** Start EXCERPT TO READ **
United States Ambassador to Chile
- In office October 21, 1961 – September 27, 1964
- Preceded by: Robert F. Woodward
- Succeeded by: Ralph A. Dungan

12th President of Amherst College
- In office 1946–1960
- Preceded by: Stanley King
- Succeeded by: Calvin Plimpton

Personal details
- Born: Charles Woolsey Cole February 8, 1906 Montclair, New Jersey, US
- Died: February 20, 1978 (aged 72) at sea
- Education: Amherst College, B.A. 1927 Columbia University, M.A. 1928 and Ph.D.1931
- Nickname: Charlie

= Charles W. Cole =

American diplomat and academic

Charles Woolsey Cole (February 8, 1906 – February 20, 1978) was an American diplomat and academic. He was the United States Ambassador to Chile and the president of Amherst College.

==Early life==
"Charlie" Cole was born February 8, 1906 in Montclair, New Jersey. He graduated from Montclair High School.

He attended Amherst College, graduating summa cum laude and Phi Beta Kappa in 1927. While there, he was a brother of the Delta Kappa Epsilon fraternity and Delta Sigma Rho

Cole received an M.A. from Columbia University in 1928. He received a Ph.D. from Columbia University in 1931. His scholarly interest were the 17th‐century France and mercantilism, especially foreign trade under Louis XIV.
** End EXCERPT TO READ **
** Start EXTRACTED ENTRIES **
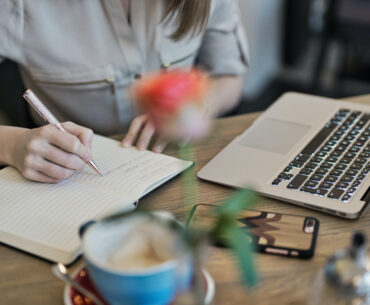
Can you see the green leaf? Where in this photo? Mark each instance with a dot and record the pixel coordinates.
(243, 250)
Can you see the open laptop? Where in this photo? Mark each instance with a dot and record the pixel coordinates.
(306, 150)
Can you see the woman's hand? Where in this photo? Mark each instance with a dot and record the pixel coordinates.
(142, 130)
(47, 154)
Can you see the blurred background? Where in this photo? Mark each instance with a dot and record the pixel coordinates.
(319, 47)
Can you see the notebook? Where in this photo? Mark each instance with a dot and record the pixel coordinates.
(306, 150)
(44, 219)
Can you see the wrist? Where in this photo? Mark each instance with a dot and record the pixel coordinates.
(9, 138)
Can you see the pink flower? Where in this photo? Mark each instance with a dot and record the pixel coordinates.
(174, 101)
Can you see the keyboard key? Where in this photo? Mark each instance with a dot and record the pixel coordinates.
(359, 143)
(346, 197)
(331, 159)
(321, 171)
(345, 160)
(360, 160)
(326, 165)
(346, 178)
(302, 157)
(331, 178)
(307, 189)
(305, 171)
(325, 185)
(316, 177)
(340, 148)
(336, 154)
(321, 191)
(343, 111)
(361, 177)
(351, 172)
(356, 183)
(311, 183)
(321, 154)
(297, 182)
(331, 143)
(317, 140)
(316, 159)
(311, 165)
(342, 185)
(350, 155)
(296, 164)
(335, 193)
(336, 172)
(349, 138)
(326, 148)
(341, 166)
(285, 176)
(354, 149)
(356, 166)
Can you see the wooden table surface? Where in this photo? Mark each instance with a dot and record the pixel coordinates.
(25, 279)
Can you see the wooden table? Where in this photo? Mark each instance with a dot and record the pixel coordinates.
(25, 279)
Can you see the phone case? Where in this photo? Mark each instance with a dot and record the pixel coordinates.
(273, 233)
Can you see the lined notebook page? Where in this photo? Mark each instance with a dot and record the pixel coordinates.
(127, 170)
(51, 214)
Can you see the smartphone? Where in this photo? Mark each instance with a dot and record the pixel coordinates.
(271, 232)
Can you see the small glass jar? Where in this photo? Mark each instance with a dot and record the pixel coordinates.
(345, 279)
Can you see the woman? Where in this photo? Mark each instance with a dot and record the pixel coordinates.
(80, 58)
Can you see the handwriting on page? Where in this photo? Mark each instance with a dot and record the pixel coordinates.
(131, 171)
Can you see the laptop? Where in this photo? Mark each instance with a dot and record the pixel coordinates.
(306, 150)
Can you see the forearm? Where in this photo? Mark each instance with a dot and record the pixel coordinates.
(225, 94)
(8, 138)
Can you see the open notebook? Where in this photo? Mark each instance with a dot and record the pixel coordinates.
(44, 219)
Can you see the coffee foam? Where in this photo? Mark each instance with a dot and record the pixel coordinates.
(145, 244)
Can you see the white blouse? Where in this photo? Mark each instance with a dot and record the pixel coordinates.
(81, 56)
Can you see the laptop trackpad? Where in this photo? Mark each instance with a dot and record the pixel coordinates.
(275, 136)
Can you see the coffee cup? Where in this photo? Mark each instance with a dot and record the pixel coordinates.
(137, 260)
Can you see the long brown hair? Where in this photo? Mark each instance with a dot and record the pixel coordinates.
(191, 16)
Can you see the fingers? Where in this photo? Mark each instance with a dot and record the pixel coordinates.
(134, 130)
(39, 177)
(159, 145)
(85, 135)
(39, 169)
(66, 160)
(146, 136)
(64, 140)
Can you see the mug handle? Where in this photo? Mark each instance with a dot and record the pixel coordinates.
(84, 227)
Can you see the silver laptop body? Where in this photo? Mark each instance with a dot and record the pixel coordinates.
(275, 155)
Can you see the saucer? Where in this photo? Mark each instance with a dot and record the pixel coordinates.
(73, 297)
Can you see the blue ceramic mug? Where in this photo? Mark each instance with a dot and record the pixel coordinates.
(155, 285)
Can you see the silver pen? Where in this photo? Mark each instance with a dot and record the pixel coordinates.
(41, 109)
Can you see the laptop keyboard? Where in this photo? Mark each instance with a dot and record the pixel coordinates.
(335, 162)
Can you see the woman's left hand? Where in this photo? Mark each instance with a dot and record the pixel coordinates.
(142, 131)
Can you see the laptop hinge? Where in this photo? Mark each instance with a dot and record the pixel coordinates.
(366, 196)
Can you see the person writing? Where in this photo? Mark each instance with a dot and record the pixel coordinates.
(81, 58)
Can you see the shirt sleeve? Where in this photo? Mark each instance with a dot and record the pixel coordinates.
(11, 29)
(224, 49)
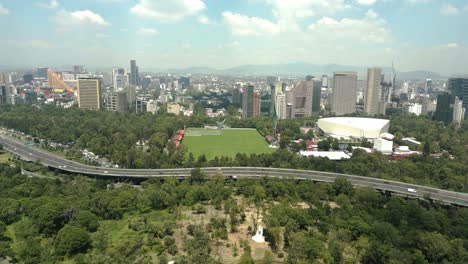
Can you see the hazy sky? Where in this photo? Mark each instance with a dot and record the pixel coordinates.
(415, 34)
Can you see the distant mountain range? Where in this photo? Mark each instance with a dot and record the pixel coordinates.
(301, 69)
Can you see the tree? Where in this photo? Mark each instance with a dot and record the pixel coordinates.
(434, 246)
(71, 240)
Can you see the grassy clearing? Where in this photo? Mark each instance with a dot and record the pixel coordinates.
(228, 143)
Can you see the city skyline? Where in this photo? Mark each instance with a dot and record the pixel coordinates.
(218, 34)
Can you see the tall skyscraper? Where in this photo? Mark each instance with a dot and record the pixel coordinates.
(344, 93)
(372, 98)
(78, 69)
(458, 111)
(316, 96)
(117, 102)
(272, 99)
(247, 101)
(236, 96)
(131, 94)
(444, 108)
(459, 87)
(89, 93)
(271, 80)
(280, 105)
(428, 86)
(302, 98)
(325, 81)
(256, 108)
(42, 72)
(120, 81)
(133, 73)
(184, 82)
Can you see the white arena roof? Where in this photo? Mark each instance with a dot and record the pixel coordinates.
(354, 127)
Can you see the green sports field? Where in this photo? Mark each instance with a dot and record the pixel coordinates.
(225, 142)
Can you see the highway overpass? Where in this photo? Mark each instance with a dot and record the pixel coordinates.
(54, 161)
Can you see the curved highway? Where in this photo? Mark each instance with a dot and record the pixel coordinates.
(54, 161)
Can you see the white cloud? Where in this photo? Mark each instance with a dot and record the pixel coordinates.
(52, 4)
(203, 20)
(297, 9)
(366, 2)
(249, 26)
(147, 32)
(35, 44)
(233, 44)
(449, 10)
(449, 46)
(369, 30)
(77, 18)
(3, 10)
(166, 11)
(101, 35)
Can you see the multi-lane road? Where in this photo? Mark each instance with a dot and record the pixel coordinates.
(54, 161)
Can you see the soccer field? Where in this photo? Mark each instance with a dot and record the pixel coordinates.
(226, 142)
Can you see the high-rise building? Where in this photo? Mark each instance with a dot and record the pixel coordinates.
** End EXTRACTED ENTRIES **
**REQUIRED TASK:** From the Charles W. Cole biography, reproduce word for word the passage that begins at "Charles Woolsey Cole (February" and ends after "under Louis XIV.". The entries aren't needed for any of this.

**RESULT OF THIS EXERCISE:**
Charles Woolsey Cole (February 8, 1906 – February 20, 1978) was an American diplomat and academic. He was the United States Ambassador to Chile and the president of Amherst College.

==Early life==
"Charlie" Cole was born February 8, 1906 in Montclair, New Jersey. He graduated from Montclair High School.

He attended Amherst College, graduating summa cum laude and Phi Beta Kappa in 1927. While there, he was a brother of the Delta Kappa Epsilon fraternity and Delta Sigma Rho

Cole received an M.A. from Columbia University in 1928. He received a Ph.D. from Columbia University in 1931. His scholarly interest were the 17th‐century France and mercantilism, especially foreign trade under Louis XIV.